- **SET PROBLEM**
Please copy the records from the line with "Locate the notch" to the line with "[[149, 30, 175, 139]]", both lines included, leaving the pictures out of your answer.

- **INPUT RECORDS**
#####
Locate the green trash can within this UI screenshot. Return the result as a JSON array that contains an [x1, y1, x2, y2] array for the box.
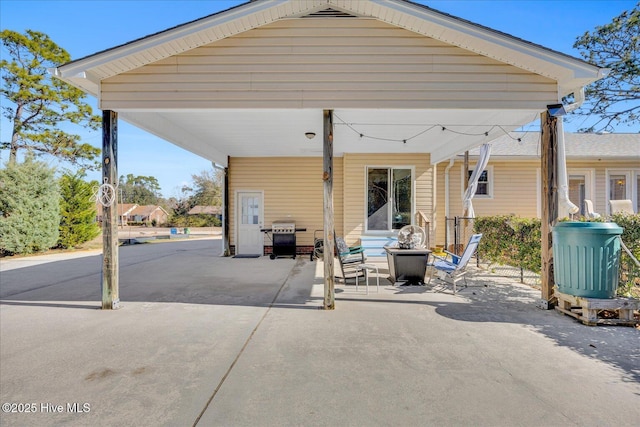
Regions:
#####
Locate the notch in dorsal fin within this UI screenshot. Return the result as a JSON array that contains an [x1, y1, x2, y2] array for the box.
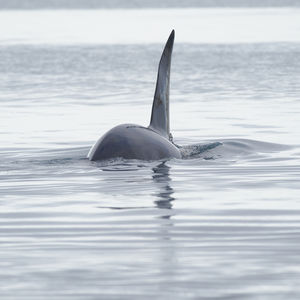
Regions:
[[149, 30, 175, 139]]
#####
- **ANSWER**
Locate the notch in dorsal fin within this UI screenshot. Return the result as a JSON array that contains an [x1, y1, x2, y2] array for the box.
Regions:
[[149, 30, 175, 139]]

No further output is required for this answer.